* _CONSIGNE A_
Reproduisez à l'identique la partie des enregistrements ci-dessous qui s'ouvre sur la ligne contenant « [indicate] the pink » et se termine à la fin des enregistrements, ces deux limites comprises.

* _EXTRAIT DU DOCUMENT_

Fidèle à la tradition tsariste, Poutine considère que la vie démocratique est devenue en Occident une sorte de délassement. « On y joue à la démocratie pour la galerie ». Mais il croit au fond que l’Europe et l’Amérique sont plus oligarchiques encore que la Russie : certes, le Kremlin s’efforce avec difficulté de « museler » ses oligarques, alors que les pays occidentaux sont de plus en plus dépendants du pouvoir de l’argent.

En fait, il se rend davantage complice des Tsars comme le syrien Assad que des démocrates d’occident.

En assumant sa politique en Syrie, Poutine se place aussi dans la rhétorique tsariste de soutien de tous les chrétiens d’Orient qui, selon lui, ont été lâchement abandonnés par l’Occident au profit du soutien aveugle des extrémistes islamistes.

Comment voyez-vous la chose ?

Selon l’actuel chef du Kremlin, la nouvelle identité nationale de la Russie est celle d’un peuple bâtisseur d’empire – russe, tsariste puis soviétique –, diluée en quelque sorte dans l’identité soviétique, et qui semble puiser sa source principale dans l’allégeance à l’État. L’essence de ce concept trouve ses racines au milieu du xixe siècle, dans une forme d’organisation étatique caractérisée par un pouvoir central puissant, un mécanisme efficace de succession sur le trône des tsars et la présence d’un dirigeant fort, marqué par l’influence de l’orthodoxie devenue de facto l’idéologie étatique de la Russie postsoviétique.

Le pouvoir central dyarchique serait-il incarné par le tandem Président/Premier ministre, le méchant et le bon, la brute et le gentil ?

* _CONSIGNE B_
Restituez mot pour mot le passage de l'extrait sur Poutine ci-dessus qui commence par les mots « Fidèle à la » et s'achève par « voyez-vous la chose ? ».

* _DONNÉES FOURNIES_
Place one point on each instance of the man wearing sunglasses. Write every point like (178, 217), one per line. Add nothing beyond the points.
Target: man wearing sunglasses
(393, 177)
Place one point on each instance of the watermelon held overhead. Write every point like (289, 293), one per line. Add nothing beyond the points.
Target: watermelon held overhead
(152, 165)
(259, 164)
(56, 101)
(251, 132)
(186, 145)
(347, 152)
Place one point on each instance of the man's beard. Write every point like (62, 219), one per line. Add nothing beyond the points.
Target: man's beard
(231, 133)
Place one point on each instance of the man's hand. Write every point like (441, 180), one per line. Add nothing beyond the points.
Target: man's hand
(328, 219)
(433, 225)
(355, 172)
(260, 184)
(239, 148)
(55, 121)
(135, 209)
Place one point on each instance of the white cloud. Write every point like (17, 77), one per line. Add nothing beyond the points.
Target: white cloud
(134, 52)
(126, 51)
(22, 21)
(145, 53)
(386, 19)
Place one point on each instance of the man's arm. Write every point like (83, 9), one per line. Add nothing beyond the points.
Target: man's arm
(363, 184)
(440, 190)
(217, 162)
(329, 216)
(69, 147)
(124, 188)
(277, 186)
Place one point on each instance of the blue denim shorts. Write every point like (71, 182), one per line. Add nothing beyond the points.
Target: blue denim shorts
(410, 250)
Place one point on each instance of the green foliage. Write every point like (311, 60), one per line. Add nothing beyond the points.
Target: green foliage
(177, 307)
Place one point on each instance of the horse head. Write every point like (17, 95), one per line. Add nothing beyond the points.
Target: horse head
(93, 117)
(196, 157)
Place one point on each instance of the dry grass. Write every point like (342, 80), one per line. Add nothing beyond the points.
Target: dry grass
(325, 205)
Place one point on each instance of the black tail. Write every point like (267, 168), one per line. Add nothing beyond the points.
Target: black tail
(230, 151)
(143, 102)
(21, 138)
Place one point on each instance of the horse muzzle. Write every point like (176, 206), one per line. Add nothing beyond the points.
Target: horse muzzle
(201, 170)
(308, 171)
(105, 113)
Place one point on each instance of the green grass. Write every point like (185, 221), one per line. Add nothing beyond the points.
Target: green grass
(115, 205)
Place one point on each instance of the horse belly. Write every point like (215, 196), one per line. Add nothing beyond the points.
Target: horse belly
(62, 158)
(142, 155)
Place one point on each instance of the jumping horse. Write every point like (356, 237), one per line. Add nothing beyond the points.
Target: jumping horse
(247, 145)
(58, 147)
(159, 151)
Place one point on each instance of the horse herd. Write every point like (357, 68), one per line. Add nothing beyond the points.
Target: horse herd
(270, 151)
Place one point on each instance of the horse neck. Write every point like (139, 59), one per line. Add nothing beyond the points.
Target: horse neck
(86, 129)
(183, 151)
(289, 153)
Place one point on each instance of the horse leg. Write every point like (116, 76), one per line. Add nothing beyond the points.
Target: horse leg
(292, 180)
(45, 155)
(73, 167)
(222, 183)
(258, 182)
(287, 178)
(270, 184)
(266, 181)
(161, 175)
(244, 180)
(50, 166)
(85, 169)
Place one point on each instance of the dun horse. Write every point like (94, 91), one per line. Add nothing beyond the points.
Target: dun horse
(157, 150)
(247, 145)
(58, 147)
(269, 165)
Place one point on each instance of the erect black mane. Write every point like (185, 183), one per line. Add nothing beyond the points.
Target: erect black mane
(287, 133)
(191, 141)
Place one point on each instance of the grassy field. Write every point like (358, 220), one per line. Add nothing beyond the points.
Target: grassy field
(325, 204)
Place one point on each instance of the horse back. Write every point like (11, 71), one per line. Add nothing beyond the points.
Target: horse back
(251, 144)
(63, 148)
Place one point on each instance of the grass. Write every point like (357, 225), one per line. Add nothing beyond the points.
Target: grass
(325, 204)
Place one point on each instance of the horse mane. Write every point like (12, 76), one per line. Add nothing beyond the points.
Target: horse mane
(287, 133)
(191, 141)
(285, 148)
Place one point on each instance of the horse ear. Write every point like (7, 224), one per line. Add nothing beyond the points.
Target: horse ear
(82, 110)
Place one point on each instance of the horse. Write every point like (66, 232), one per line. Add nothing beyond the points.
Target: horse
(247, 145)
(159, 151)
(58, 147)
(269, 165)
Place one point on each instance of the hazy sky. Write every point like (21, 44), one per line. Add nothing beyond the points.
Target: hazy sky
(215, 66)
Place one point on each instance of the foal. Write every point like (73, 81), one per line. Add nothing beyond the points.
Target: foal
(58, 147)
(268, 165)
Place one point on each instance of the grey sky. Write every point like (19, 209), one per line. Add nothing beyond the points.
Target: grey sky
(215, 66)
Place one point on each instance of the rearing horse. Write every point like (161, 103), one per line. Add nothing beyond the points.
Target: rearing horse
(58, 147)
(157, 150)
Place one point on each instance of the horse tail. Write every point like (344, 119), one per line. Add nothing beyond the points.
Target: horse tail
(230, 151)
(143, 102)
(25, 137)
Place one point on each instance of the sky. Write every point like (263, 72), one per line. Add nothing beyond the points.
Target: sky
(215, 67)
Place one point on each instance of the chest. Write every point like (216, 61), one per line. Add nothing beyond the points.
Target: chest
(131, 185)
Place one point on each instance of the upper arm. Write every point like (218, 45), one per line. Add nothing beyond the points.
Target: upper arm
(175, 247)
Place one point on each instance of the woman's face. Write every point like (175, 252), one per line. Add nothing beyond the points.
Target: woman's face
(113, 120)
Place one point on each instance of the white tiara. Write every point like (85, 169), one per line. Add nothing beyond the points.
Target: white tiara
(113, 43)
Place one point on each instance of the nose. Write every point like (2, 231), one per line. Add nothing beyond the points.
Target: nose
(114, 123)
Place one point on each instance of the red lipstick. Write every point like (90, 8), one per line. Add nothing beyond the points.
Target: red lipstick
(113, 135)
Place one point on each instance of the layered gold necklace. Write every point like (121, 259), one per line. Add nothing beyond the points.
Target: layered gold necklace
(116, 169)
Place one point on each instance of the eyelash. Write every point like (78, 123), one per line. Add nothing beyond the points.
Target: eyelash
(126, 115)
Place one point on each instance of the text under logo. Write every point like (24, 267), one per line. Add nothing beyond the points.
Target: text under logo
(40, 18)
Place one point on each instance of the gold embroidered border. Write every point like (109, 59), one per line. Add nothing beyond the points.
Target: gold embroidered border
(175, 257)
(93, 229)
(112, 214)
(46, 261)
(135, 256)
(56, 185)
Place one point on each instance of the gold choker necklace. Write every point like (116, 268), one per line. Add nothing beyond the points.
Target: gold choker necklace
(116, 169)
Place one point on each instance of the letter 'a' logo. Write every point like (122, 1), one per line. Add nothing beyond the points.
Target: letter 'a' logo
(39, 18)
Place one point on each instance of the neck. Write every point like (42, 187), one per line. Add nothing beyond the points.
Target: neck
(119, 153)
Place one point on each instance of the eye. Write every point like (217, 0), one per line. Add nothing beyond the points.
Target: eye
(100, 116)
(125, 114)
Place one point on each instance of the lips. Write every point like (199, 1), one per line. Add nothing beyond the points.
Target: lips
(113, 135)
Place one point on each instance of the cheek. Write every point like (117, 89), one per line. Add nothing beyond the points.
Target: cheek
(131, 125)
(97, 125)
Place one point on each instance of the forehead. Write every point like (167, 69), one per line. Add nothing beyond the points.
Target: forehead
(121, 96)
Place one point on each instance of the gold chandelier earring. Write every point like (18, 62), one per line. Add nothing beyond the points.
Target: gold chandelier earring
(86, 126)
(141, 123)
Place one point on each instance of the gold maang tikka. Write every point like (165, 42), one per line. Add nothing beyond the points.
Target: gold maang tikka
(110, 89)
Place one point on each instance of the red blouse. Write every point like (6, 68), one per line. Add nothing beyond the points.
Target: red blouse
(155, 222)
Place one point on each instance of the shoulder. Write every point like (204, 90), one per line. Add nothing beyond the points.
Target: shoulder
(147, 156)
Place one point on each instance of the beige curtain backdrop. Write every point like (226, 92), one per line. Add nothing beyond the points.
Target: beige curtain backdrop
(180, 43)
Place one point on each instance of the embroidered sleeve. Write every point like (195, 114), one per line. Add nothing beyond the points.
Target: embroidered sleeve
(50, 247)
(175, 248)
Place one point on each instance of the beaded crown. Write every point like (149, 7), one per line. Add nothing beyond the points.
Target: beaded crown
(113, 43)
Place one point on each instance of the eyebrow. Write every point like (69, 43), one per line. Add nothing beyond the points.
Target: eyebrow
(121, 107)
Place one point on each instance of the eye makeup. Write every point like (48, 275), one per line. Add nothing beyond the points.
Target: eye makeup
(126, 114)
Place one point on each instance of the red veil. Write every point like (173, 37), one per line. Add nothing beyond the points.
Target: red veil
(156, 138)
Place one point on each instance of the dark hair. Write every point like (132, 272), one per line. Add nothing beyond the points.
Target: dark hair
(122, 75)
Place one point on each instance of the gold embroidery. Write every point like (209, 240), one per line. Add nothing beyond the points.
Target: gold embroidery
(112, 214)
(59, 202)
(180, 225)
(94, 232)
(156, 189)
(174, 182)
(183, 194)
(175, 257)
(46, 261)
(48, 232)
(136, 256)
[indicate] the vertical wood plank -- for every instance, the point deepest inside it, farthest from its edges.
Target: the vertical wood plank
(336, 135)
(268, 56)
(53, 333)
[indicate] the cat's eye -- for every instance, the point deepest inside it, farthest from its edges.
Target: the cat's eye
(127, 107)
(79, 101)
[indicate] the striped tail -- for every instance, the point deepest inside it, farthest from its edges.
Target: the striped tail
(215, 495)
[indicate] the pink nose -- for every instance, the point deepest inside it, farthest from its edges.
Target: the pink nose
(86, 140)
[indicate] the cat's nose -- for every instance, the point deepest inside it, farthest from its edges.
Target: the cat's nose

* _RÉPONSE FINALE A_
[indicate] the pink nose -- for every instance, the point deepest inside it, farthest from its edges.
Target: the pink nose
(86, 140)
[indicate] the cat's nose -- for every instance, the point deepest inside it, farthest from its edges.
Target: the cat's nose

* _RÉPONSE FINALE B_
Fidèle à la tradition tsariste, Poutine considère que la vie démocratique est devenue en Occident une sorte de délassement. « On y joue à la démocratie pour la galerie ». Mais il croit au fond que l’Europe et l’Amérique sont plus oligarchiques encore que la Russie : certes, le Kremlin s’efforce avec difficulté de « museler » ses oligarques, alors que les pays occidentaux sont de plus en plus dépendants du pouvoir de l’argent.

En fait, il se rend davantage complice des Tsars comme le syrien Assad que des démocrates d’occident.

En assumant sa politique en Syrie, Poutine se place aussi dans la rhétorique tsariste de soutien de tous les chrétiens d’Orient qui, selon lui, ont été lâchement abandonnés par l’Occident au profit du soutien aveugle des extrémistes islamistes.

Comment voyez-vous la chose ?